[TEXT SHOWN Boundary: Start]

We are pleased to summarise findings from a new publication from the Centre for Dementia Prevention. Prof Craig Ritchie and international colleagues pooled real-world data from across seven European and North American Countries to assess the diagnostic pathway for patients with cognitive impairment. The study found that cognitive impairment is commonly not diagnosed at the earliest stages of the disease and efforts should be made towards public awareness and earlier disease detection and intervention.
Recent advances in our understanding of Alzheimer’s disease mean that we now know Alzheimer’s dementia is a syndrome that manifests at later life but the underlying reason for the syndrome, Alzheimer’s disease, starts developing years before any symptoms occur. This has led to looking at brain health related diseases – neurodegenerative disease – on a spectrum. Cognitive impairment includes a wide range and severity of conditions and for many patients may result in the onset of dementia. It is important to identify cognitive impairment at an early stage where intervention would have the most impact at being effective in preventing further cognitive decline. The diagnostic pathway for receiving a formal diagnosis of dementia should therefore enable an early identification of the at risk population.

[TEXT SHOWN Boundary: End]
[RAW DATA Boundary: Start]

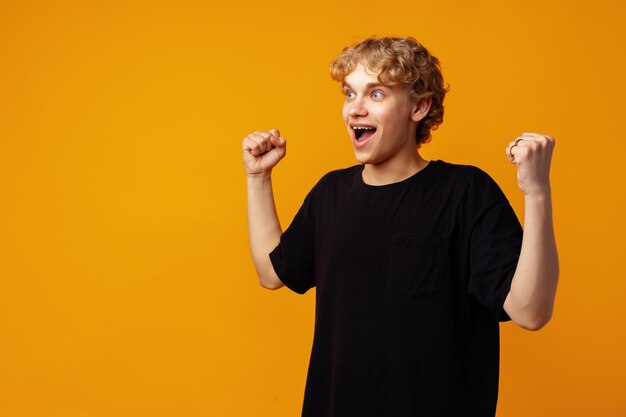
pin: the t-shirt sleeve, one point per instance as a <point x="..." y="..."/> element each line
<point x="495" y="244"/>
<point x="294" y="257"/>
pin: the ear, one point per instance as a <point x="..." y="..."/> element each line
<point x="420" y="109"/>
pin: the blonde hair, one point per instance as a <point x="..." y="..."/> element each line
<point x="399" y="61"/>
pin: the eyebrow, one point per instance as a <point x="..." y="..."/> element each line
<point x="367" y="86"/>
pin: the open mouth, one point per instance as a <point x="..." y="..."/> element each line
<point x="362" y="133"/>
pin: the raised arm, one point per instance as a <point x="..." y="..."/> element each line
<point x="261" y="152"/>
<point x="530" y="301"/>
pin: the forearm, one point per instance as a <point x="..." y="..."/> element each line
<point x="263" y="227"/>
<point x="531" y="299"/>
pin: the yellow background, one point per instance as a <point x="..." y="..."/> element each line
<point x="126" y="285"/>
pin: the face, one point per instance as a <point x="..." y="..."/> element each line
<point x="381" y="119"/>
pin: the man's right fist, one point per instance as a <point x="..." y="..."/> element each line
<point x="262" y="151"/>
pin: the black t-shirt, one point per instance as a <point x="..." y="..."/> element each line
<point x="410" y="281"/>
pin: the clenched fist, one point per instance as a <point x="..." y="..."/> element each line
<point x="532" y="153"/>
<point x="262" y="151"/>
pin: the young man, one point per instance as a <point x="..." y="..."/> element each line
<point x="414" y="262"/>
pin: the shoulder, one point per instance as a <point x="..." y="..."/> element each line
<point x="470" y="180"/>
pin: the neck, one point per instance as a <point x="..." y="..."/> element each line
<point x="389" y="173"/>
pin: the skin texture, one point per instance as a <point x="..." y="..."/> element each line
<point x="391" y="155"/>
<point x="530" y="301"/>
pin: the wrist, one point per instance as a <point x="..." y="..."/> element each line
<point x="543" y="195"/>
<point x="259" y="176"/>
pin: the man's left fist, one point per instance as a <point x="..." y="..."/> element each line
<point x="532" y="153"/>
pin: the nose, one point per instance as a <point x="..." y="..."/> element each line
<point x="357" y="107"/>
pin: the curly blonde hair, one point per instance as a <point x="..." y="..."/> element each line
<point x="403" y="61"/>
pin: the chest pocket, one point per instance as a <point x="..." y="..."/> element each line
<point x="416" y="266"/>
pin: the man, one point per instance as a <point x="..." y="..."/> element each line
<point x="414" y="262"/>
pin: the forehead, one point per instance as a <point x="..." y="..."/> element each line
<point x="362" y="76"/>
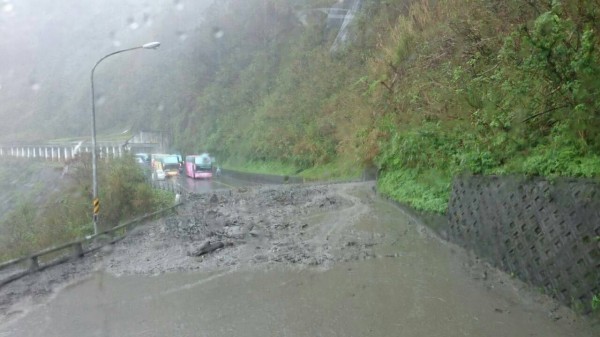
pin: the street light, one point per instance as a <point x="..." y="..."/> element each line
<point x="96" y="202"/>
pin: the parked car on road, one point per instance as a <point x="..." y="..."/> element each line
<point x="159" y="175"/>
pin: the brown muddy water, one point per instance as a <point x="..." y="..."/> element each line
<point x="410" y="284"/>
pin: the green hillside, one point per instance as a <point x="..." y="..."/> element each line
<point x="424" y="90"/>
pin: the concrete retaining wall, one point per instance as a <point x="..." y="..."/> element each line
<point x="546" y="233"/>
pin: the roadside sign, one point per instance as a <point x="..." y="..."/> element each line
<point x="96" y="206"/>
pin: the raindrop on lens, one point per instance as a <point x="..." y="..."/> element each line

[RAW DATA Boundary: End]

→ ACTIONS TO TAKE:
1. List every distinct disease or condition that the dementia study summary names, one per line.
2. Print the part of the dementia study summary starting with "We are pleased" and going on through "detection and intervention.".
3. Write the next part of the dementia study summary, picking up after its last sentence.

→ PER-TASK OUTPUTS:
1.
cognitive impairment
Alzheimer's disease
Alzheimer's dementia
dementia
neurodegenerative disease

2.
We are pleased to summarise findings from a new publication from the Centre for Dementia Prevention. Prof Craig Ritchie and international colleagues pooled real-world data from across seven European and North American Countries to assess the diagnostic pathway for patients with cognitive impairment. The study found that cognitive impairment is commonly not diagnosed at the earliest stages of the disease and efforts should be made towards public awareness and earlier disease detection and intervention.

3.
The authors of the new study analysed real-world cross-sectional survey data from seven European and North American Countries to quantify the diagnostic pathway for dementia. The study included 7620 patients with cognitive impairment. The study found that most patients saw a healthcare professional within 1 year of first symptoms and received a diagnosis within 3–7 months of initial consultation. However, only 20% of patients received a diagnosis before their disease progressed beyond the early stage and 23.5% already had moderate cognitive impairment at time of diagnosis. The paper concludes that only a small minority of patients receive an early stage diagnosis of cognitive impairment – this necessitates a focus on public awareness and a proactive earlier detection and intervention in order to increase the proportion of patients who receive comprehensive medical and psychosocial support before their disease progresses to levels associated with significant impact on their lives and their families.